*Required action*. Give the records again in full, exactly as written.

*Records for processing*.
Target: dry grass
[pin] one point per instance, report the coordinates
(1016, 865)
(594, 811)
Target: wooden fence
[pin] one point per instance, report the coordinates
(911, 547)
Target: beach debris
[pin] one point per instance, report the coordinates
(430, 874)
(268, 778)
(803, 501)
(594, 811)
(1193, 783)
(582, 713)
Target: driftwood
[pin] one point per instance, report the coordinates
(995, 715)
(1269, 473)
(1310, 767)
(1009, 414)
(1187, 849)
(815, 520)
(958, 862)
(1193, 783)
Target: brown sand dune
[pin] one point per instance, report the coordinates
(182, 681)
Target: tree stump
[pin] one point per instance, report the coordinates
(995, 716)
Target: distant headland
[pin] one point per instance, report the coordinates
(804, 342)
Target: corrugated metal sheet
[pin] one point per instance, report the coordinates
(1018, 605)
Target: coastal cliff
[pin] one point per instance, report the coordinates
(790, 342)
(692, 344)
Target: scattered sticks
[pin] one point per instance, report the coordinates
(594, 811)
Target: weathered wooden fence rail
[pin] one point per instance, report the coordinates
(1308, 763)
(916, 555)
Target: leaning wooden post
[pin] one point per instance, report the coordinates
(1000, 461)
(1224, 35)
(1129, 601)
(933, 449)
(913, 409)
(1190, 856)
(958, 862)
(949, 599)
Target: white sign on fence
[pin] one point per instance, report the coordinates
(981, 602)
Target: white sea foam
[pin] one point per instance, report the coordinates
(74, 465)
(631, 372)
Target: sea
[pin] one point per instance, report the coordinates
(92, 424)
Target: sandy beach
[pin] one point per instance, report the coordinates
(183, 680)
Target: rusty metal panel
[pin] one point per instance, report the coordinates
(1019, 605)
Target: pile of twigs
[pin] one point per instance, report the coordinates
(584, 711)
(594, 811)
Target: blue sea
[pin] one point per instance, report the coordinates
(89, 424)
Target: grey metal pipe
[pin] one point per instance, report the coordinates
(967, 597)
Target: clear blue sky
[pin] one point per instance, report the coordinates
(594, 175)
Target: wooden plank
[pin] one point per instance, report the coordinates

*Response area*.
Target: dry grass
[pin] one point per instance, report the coordinates
(1016, 865)
(594, 811)
Target: wooden fence
[pin] one point per instance, report the coordinates
(911, 547)
Target: beach debris
[pin] one point per instance, report the coordinates
(430, 874)
(268, 778)
(803, 501)
(594, 811)
(1193, 783)
(582, 713)
Target: driftwood
[pin] one point per instance, report the coordinates
(995, 715)
(1269, 473)
(1310, 767)
(1009, 414)
(1187, 849)
(815, 520)
(958, 862)
(1193, 783)
Target: brown sand dune
[pin] one point per instance, report the coordinates
(182, 681)
Target: tree stump
[pin] one point per instance, report the coordinates
(995, 716)
Target: distant headland
[pin] one point per instance, report the coordinates
(804, 342)
Target: corrugated metal sheet
[pin] one point per instance, report the coordinates
(1018, 605)
Target: coastal cliff
[pin] one point per instance, report the coordinates
(790, 342)
(692, 344)
Target: scattered sticks
[pin] one point per instance, report the coordinates
(594, 811)
Target: weathered wooden fence rail
[pin] one point per instance, report the coordinates
(1308, 763)
(916, 555)
Target: leaning wooden post
[pin] one point per instance, report the coordinates
(1000, 461)
(1224, 35)
(1129, 601)
(933, 449)
(913, 409)
(1190, 856)
(958, 862)
(949, 599)
Target: white sign on fence
[pin] one point per instance, report the coordinates
(981, 602)
Target: white sea foam
[pin] one point per instance, report the coordinates
(74, 465)
(631, 372)
Target: sea
[pin] one point per instance, report the coordinates
(92, 424)
Target: sandy beach
[pin] one point per instance, report the coordinates
(183, 680)
Target: rusty metal panel
[pin] one point per instance, report the coordinates
(1019, 605)
Target: pile of twigs
[pin] one point per instance, report the coordinates
(584, 711)
(594, 811)
Target: blue sea
[pin] one point per instance, report the coordinates
(89, 424)
Target: grey metal pipe
[pin] one point per instance, report the coordinates
(967, 597)
Target: clear blue sky
[pin] one point per instance, report the coordinates
(594, 175)
Target: wooden plank
[pin] one point per instance, report the coordinates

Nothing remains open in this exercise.